WHAT THE EXERCISE ASKS. Using the listing beneath this task, count the lines with the word "around" and write only the result.

MATERIAL PROVIDED.
__________

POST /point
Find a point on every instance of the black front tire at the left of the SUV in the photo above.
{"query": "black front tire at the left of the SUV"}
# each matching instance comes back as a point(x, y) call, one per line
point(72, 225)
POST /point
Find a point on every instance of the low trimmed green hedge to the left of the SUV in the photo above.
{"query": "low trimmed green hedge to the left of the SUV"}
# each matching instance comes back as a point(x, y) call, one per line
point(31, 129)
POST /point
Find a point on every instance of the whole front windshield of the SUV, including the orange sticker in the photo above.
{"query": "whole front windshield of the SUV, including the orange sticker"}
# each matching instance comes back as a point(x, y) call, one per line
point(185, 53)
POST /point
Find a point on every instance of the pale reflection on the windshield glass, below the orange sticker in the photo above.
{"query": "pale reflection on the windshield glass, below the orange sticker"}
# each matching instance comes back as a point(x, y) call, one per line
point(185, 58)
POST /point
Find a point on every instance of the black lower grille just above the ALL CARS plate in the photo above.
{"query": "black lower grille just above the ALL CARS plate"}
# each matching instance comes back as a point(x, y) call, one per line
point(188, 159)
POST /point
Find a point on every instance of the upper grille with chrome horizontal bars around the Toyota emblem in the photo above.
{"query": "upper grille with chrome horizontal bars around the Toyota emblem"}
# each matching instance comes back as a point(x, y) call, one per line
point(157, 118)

__________

ANSWER SPACE. 2